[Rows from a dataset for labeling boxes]
------------------------------

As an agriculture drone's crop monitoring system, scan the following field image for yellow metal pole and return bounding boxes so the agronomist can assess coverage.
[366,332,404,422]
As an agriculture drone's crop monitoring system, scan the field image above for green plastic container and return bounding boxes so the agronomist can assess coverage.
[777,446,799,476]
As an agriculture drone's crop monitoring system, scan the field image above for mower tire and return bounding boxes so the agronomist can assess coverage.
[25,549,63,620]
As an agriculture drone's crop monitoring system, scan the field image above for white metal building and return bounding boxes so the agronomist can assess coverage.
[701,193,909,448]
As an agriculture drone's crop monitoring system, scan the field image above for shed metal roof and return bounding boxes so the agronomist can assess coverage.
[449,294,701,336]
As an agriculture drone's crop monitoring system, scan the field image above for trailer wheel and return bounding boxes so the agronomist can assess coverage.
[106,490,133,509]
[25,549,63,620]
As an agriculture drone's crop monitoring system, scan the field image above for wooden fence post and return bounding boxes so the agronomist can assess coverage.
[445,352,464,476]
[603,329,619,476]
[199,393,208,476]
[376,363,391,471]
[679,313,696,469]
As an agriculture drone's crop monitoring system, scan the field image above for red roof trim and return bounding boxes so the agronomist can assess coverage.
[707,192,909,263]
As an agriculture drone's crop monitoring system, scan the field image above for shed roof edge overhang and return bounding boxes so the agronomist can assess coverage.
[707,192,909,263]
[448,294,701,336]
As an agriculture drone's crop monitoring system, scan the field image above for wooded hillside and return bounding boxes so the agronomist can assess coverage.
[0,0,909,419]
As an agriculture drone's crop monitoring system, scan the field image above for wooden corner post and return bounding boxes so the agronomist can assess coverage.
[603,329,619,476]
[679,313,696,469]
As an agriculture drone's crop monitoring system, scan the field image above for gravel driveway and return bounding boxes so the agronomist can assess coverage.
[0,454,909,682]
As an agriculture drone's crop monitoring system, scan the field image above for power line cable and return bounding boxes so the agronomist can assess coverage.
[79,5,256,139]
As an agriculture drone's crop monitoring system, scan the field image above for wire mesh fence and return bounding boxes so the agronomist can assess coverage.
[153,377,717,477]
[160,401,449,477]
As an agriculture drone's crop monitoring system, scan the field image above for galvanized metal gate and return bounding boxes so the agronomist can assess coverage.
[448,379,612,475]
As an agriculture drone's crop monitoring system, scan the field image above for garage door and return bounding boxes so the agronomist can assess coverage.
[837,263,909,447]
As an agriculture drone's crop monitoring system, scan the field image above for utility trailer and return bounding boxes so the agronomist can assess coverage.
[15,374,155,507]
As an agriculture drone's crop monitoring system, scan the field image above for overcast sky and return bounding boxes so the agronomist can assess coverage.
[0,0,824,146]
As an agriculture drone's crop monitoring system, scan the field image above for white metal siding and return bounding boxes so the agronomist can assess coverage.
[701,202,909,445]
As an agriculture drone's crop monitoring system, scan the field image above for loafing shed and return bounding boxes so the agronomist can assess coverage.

------------------------------

Exercise task:
Reproduce the items above as a numbered list, from the first line up to and including the line with "[0,0,909,419]". Skip any blank lines.

Answer to this exercise:
1. As an agriculture drone's crop monitoring system, scan the following field image for yellow metal pole and return bounding boxes so the agronomist can assess coverage.
2. [366,332,404,422]
3. As an agriculture drone's crop monitoring system, scan the field image above for green plastic container and return bounding boxes so the agronomist can assess coverage.
4. [777,446,799,476]
5. As an agriculture drone's crop monitoring system, scan the field image above for mower tire and return bounding boxes so the agronomist can assess coverage.
6. [25,549,63,620]
7. As an agriculture drone's crop monitoring system, scan the field image above for white metal building and return bounding boxes so the agronomist can assess coverage.
8. [701,193,909,448]
9. As an agriculture drone's crop monitoring system, scan the field image above for shed metal roof and return bounding boxes so the agronomist can assess coverage.
10. [449,294,701,336]
11. As an agriculture drone's crop monitoring system, scan the field image above for trailer wheel and return bounding boxes so the agronomist can assess coverage.
12. [106,490,133,509]
13. [25,549,63,620]
14. As an agriculture drone's crop monitoring system, scan the field image above for wooden fence post and return bounding boxes so the agronomist can assess coverage.
15. [445,352,464,476]
16. [603,329,619,476]
17. [199,393,208,476]
18. [376,363,391,471]
19. [679,313,696,469]
20. As an agriculture drone's crop monitoring system, scan the field image above for red roof trim and return bounding boxes so the agronomist can assess coverage.
21. [707,192,909,263]
22. As an agriculture drone's crop monitoring system, scan the field image above for shed roof edge overhang and return bounding boxes so the agronomist can assess coverage.
23. [707,192,909,263]
24. [448,294,701,336]
25. As an agriculture drone's crop monitoring system, scan the field image above for wooded hillside and return bounding boxes so the agronomist can assess coverage.
26. [0,0,909,419]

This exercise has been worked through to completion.